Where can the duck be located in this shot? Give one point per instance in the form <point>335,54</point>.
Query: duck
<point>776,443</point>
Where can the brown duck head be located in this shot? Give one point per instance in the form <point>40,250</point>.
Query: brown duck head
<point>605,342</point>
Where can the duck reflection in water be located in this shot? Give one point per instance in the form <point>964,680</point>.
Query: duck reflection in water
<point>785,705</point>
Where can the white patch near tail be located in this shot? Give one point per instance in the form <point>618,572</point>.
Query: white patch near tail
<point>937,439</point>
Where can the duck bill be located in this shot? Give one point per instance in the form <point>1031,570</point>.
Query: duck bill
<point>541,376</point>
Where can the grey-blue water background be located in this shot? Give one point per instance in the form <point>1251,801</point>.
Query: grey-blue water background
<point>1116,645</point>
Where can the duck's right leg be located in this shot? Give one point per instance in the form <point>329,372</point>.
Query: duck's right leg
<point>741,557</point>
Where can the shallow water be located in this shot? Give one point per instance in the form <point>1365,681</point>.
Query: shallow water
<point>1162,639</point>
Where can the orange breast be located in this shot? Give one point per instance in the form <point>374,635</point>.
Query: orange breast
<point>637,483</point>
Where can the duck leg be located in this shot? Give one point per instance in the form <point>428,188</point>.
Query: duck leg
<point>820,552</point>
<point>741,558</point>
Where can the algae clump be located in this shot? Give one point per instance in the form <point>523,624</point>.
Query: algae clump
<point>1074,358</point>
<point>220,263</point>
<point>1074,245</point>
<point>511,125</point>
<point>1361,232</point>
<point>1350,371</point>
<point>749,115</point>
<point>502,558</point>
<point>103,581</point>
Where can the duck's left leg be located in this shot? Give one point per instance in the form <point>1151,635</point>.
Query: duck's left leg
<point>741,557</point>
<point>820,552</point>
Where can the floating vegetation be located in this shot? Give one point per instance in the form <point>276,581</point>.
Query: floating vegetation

* * * *

== Exercise ==
Find the line with "Query: white patch near tail" in the material above. Reproduce it and each line after it up to and including the line with "Where can the duck leg".

== Exercise answer ==
Query: white patch near tail
<point>937,439</point>
Where can the duck bill be located in this shot? Give one point per instance in the form <point>1031,570</point>.
Query: duck bill
<point>541,376</point>
Where can the grey-blue water background be located in this shot? Give one point per instance in the form <point>1251,801</point>.
Query: grey-blue water background
<point>1116,645</point>
Where can the duck's right leg be located in this shot? Give one point per instance in the form <point>329,372</point>.
Query: duck's right leg
<point>741,557</point>
Where can the shallow water be located in this shot? Give one point per instance in the form <point>1365,681</point>.
Query: shallow water
<point>1162,639</point>
Where can the orange breast be located in this shot? Give one point per instance in the form <point>374,635</point>.
Query: orange breast
<point>637,483</point>
Where can the duck leg be located in this shot? Give one point per instance in the form <point>428,188</point>.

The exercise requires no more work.